_Exercise_
Copy the data that follows exactly. Include no pictures.

A block of data:
________________________________________
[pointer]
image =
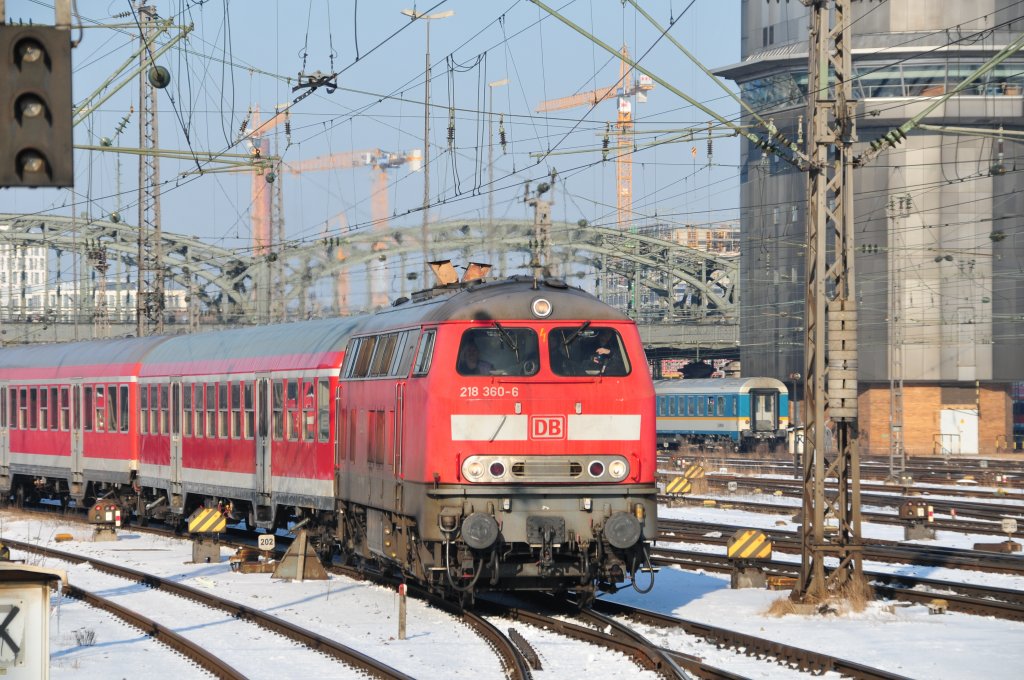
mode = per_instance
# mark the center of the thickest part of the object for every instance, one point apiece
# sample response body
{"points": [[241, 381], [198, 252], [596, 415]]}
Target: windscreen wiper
{"points": [[576, 334]]}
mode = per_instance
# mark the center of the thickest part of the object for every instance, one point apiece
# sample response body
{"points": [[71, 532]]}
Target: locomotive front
{"points": [[541, 451]]}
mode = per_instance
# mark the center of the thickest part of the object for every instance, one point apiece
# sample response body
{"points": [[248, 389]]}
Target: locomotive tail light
{"points": [[542, 308], [473, 470]]}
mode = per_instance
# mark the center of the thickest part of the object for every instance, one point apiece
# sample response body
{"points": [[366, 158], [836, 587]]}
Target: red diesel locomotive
{"points": [[485, 435]]}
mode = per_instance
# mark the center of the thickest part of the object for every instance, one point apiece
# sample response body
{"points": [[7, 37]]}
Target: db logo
{"points": [[547, 427]]}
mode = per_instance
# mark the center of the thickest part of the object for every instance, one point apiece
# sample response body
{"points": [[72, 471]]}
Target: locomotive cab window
{"points": [[498, 351], [588, 350]]}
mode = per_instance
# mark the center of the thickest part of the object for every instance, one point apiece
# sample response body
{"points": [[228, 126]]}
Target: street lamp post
{"points": [[414, 15], [491, 163]]}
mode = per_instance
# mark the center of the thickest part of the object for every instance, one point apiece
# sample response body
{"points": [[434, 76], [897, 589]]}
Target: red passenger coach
{"points": [[485, 435]]}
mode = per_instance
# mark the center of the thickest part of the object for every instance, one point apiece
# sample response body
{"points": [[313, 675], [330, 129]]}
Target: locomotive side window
{"points": [[498, 351], [186, 389], [424, 353], [250, 411], [365, 352], [87, 425], [385, 352], [279, 411], [324, 409], [587, 350]]}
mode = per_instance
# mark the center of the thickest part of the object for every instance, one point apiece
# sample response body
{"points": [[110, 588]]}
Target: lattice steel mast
{"points": [[150, 294], [829, 357]]}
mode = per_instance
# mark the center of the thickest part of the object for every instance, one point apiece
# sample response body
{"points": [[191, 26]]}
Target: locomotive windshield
{"points": [[498, 351], [587, 350]]}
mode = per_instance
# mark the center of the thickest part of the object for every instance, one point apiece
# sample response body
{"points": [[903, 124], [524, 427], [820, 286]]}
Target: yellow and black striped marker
{"points": [[749, 544], [678, 485], [207, 520]]}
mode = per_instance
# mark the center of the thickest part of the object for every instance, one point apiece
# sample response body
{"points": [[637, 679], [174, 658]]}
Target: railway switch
{"points": [[919, 518]]}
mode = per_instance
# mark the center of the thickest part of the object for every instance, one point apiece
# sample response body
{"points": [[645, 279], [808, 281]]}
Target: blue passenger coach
{"points": [[738, 412]]}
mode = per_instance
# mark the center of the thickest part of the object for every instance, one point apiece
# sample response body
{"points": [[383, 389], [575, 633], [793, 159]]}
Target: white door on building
{"points": [[958, 430]]}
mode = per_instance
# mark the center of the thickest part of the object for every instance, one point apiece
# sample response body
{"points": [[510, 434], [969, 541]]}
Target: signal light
{"points": [[35, 107]]}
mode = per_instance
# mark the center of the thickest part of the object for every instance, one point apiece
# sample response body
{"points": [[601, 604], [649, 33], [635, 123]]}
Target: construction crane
{"points": [[625, 88], [379, 163]]}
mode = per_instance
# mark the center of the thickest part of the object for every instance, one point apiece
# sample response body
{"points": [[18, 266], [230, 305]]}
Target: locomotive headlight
{"points": [[473, 470], [617, 469], [542, 308]]}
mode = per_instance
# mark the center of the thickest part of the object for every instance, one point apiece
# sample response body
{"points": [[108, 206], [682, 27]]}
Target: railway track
{"points": [[883, 551], [982, 600], [200, 655], [306, 638]]}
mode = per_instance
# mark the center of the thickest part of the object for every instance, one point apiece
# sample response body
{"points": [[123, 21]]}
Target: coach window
{"points": [[211, 410], [186, 407], [143, 409], [199, 400], [424, 353], [293, 409], [324, 409], [112, 408], [222, 404], [250, 410], [236, 410], [87, 410], [44, 412], [279, 410], [165, 410], [309, 410]]}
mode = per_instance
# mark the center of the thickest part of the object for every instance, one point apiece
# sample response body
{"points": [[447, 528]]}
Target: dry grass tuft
{"points": [[781, 607]]}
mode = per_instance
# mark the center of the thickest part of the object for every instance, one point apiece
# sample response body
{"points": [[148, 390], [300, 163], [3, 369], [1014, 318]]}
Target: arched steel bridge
{"points": [[684, 296]]}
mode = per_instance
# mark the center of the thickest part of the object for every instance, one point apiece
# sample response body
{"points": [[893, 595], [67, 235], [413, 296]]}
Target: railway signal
{"points": [[35, 107]]}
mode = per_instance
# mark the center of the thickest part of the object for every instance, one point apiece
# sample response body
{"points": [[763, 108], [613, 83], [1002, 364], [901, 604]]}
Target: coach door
{"points": [[399, 413], [77, 445], [263, 415], [175, 428], [4, 436]]}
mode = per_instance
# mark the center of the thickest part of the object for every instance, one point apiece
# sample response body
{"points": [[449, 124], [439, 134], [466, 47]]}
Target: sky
{"points": [[246, 54], [86, 643]]}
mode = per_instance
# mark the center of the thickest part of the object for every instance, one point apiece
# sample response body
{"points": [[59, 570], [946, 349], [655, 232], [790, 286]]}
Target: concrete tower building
{"points": [[939, 238]]}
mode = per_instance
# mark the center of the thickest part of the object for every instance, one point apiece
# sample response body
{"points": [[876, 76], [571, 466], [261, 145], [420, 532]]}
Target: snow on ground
{"points": [[901, 639], [359, 614]]}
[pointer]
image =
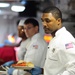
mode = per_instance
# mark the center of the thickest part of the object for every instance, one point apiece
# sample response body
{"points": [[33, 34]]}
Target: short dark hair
{"points": [[54, 10], [33, 21]]}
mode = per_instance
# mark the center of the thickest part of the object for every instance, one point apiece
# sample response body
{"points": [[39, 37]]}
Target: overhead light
{"points": [[4, 4], [17, 8]]}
________________________________________
_Response to the exercise_
[pointer]
image =
mode = per_instance
# mark the center of the thickest part of the object for every instance, one point apiece
# sample response body
{"points": [[241, 381], [198, 252], [596, 415]]}
Target: windscreen wiper
{"points": [[576, 334]]}
mode = per_instance
# mark the center of the thickest part of the object for every instance, one point apiece
# sample response body
{"points": [[71, 532]]}
Target: locomotive front
{"points": [[541, 451]]}
mode = per_instance
# mark the center of the thickest part of the object for every instance, one point apiece
# sample response body
{"points": [[248, 389]]}
Target: locomotive tail light
{"points": [[542, 308], [473, 470]]}
mode = per_instance
# mark the center of the thickest part of the object for every instance, one point apiece
# sample response body
{"points": [[366, 158], [836, 587]]}
Target: red diesel locomotive
{"points": [[485, 435]]}
mode = per_instance
# mark the center of the thickest part of the object for every instance, one point apiece
# sample response body
{"points": [[7, 37]]}
Target: db logo
{"points": [[547, 427]]}
mode = per_instance
# mark the center of the thickest part of the object for every instance, one point apiece
# sample response body
{"points": [[72, 471]]}
Target: locomotive cab window
{"points": [[498, 351], [588, 350]]}
mode = per_instance
# mark the center of the thickest part of the object for every instance, one point apiece
# sample response body
{"points": [[228, 126]]}
Target: street lamp post
{"points": [[414, 15], [491, 163]]}
mode = per_instance
# mark the center of the thickest part of the object for every instance, one point apiece
# sample response body
{"points": [[434, 76], [897, 589]]}
Target: red passenger coach
{"points": [[485, 435]]}
mode = per_instance
# mark the center of the thickest part of the object for every instance, one point apiece
# sample response body
{"points": [[313, 675], [330, 129]]}
Target: locomotive side window
{"points": [[498, 351], [186, 389], [424, 353], [250, 411], [365, 352], [87, 425], [385, 352], [279, 411], [324, 409], [587, 350]]}
mode = per_instance
# mark the center of the thickest part of the object for every instance, one point apiece
# sample response body
{"points": [[110, 588]]}
Target: lattice steel mast
{"points": [[150, 294], [829, 357]]}
mode = per_instance
# mark the center of the thickest part of the object for every instance, one point apiece
# sample response body
{"points": [[191, 26]]}
Target: locomotive windshield
{"points": [[498, 351], [587, 350]]}
mode = per_instance
# mark the center of the thickest part of the object for every instance, one point apiece
# sample response body
{"points": [[903, 124], [524, 427], [820, 286]]}
Target: yellow and black striped marker
{"points": [[749, 544], [678, 485], [207, 520]]}
mode = per_instance
# mark the center of the thickest part of the object for every instance, one point apiece
# sample response body
{"points": [[637, 679], [174, 658]]}
Target: railway switch
{"points": [[919, 518]]}
mode = per_instance
# mark the center of the thickest part of the object for every instance, one point apiece
# sample response body
{"points": [[645, 279], [808, 281]]}
Target: blue passenger coach
{"points": [[738, 412]]}
mode = per_instance
# mark the center of the thickest part of the object for every instance, one point apiece
# sample response body
{"points": [[383, 389], [575, 633], [793, 159]]}
Target: white door on building
{"points": [[958, 430]]}
mode = per_instance
# mark the center of the thickest part of the object for every instance, one point apiece
# sample response body
{"points": [[510, 434], [969, 541]]}
Target: signal light
{"points": [[35, 107]]}
mode = per_instance
# mark the center of the thickest part of the object for every instance, one point apiece
# sample response body
{"points": [[601, 604], [649, 33], [635, 123]]}
Target: construction crane
{"points": [[625, 88], [379, 163]]}
mode = per_instance
# mark the center of the thickest part of the object for every instance, one point apiece
# sample response body
{"points": [[18, 266], [230, 305]]}
Target: locomotive headlight
{"points": [[473, 470], [617, 469], [542, 308]]}
mode = per_instance
# mark the center of the thickest part of the object for every instance, one point apiece
# sample response body
{"points": [[108, 206], [682, 27]]}
Target: railway track
{"points": [[883, 551], [982, 600], [200, 655], [306, 638]]}
mode = per_instance
# mark the center of the thickest part of the object for every instance, one point apiece
# sample response body
{"points": [[123, 21]]}
Target: coach window
{"points": [[211, 410], [186, 407], [143, 409], [199, 400], [424, 353], [293, 409], [324, 409], [112, 408], [222, 404], [250, 410], [236, 410], [87, 410], [44, 412], [279, 410], [165, 410], [309, 410]]}
mode = per_instance
# mark the center of the thickest part of the object for every instance, one point apiece
# sample response body
{"points": [[447, 528]]}
Target: dry grass tuft
{"points": [[781, 607]]}
mode = per_instance
# mark the center of the thickest part of the object for every instance, one point apiece
# sample response body
{"points": [[148, 390], [300, 163], [3, 369], [1014, 318]]}
Target: arched steel bridge
{"points": [[684, 296]]}
mode = per_instance
# mark the center of the thickest part of the object for every instance, one point apiece
# sample response body
{"points": [[893, 595], [67, 235], [413, 296]]}
Target: railway signal
{"points": [[35, 107]]}
mode = per_instance
# mark the center of the thickest part of the object for every instance, one point apiece
# sample response body
{"points": [[763, 108], [613, 83], [1002, 364], [901, 604]]}
Target: coach door
{"points": [[399, 413], [77, 445], [263, 415], [175, 428], [4, 436]]}
mode = per_instance
# mark the center of the thickest part of the object for every instance, one point apiece
# sample response body
{"points": [[449, 124], [439, 134], [466, 47]]}
Target: sky
{"points": [[246, 54], [86, 643]]}
mode = per_instance
# mark the center of the thickest part of the object for every instance, one point apiece
# sample response body
{"points": [[59, 570], [946, 349], [655, 232], [790, 286]]}
Target: concrete tower building
{"points": [[939, 238]]}
mode = per_instance
# mark the center of the thickest part of the object for every instance, one point apiece
# sample response body
{"points": [[876, 76], [571, 466], [261, 145], [420, 532]]}
Target: snow on ground
{"points": [[901, 639], [359, 614]]}
[pointer]
image =
mode = per_instance
# mark the center of the thickest part of the object for every instance, one point apiece
# sample response body
{"points": [[33, 34]]}
Target: short dark hair
{"points": [[54, 10], [33, 21]]}
mode = per_instance
# mark the center of the thickest part of the object for every instance, one point apiece
# sample response body
{"points": [[39, 37]]}
Target: overhead light
{"points": [[4, 4], [17, 8]]}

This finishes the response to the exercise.